Determine how many lines in the material below contain the string "fuselage", then state only that count.

- [INFORMATION PROVIDED]:
________________

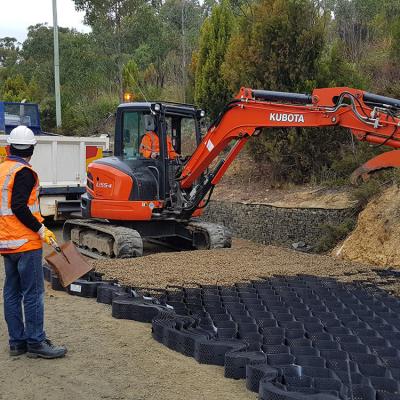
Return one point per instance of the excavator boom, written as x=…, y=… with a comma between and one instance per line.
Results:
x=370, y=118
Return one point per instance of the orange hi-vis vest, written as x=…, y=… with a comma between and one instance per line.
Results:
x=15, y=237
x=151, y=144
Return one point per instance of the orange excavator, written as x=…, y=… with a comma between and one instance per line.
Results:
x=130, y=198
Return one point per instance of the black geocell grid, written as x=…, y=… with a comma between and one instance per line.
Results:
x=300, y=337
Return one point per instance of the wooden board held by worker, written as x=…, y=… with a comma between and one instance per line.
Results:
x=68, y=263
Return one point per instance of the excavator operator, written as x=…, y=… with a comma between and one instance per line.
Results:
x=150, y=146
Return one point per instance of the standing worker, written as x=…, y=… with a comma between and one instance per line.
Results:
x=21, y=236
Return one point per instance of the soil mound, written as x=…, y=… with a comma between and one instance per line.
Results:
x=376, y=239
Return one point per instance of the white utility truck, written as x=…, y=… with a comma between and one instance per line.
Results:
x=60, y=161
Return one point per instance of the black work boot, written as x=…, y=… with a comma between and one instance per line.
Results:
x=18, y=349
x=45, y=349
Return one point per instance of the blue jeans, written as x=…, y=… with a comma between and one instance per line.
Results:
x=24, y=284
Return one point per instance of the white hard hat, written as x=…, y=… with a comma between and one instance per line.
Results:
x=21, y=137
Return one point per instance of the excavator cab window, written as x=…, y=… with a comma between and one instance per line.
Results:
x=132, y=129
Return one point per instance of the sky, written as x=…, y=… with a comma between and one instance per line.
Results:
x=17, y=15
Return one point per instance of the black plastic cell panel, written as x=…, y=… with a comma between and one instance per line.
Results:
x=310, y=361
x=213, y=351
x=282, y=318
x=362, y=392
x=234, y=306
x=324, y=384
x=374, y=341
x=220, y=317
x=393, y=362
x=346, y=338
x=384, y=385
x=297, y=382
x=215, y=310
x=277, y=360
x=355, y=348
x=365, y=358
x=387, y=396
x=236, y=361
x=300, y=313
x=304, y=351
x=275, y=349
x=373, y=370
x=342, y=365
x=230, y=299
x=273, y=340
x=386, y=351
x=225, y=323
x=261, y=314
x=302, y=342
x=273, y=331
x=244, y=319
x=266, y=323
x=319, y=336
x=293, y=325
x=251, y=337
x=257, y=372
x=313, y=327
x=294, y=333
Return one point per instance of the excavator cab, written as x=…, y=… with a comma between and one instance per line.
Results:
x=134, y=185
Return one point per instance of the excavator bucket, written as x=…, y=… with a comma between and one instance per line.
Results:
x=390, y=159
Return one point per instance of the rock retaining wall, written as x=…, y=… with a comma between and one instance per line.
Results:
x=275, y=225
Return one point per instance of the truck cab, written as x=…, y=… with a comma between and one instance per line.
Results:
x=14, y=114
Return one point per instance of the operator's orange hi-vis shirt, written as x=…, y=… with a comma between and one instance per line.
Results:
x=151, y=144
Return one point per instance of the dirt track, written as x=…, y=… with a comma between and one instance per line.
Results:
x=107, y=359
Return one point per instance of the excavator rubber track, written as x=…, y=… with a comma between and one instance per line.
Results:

________________

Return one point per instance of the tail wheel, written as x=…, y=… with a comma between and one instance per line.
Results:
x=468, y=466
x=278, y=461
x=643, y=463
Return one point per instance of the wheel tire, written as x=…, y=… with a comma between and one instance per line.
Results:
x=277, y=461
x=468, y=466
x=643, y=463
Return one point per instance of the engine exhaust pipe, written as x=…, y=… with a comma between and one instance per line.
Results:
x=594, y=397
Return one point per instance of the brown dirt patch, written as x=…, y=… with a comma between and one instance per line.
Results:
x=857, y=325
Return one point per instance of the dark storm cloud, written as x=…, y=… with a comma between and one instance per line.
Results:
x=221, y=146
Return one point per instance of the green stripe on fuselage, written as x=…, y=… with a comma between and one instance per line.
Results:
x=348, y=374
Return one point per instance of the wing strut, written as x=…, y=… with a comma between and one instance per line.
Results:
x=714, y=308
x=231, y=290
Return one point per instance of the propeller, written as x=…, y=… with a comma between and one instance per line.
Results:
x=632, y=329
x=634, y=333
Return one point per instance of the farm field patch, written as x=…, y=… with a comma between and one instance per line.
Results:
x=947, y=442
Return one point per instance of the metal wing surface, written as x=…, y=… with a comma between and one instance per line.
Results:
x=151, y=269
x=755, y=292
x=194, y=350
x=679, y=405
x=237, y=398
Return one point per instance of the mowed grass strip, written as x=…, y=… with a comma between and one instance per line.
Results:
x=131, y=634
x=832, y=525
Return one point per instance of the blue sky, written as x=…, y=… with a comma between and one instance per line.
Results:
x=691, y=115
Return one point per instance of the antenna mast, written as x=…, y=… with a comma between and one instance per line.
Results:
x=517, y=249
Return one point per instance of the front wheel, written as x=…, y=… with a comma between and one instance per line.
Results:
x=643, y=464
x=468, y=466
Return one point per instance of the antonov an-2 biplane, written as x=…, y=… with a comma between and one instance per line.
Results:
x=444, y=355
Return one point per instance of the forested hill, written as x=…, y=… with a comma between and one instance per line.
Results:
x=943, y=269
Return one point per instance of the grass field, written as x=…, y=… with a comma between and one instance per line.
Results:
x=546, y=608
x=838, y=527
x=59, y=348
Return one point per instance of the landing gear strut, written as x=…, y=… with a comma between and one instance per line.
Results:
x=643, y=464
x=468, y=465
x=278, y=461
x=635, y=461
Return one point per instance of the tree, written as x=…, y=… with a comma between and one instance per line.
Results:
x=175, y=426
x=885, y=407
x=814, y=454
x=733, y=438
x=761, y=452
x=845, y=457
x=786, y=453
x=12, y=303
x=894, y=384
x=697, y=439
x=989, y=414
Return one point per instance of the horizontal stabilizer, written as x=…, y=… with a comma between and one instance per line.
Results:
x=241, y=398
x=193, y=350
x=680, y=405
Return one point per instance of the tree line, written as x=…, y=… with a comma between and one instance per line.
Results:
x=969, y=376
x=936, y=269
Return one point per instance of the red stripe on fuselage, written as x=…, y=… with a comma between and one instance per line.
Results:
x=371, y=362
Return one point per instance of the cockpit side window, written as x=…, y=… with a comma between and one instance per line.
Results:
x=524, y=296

________________

- [REPLY TO THE TASK]:
2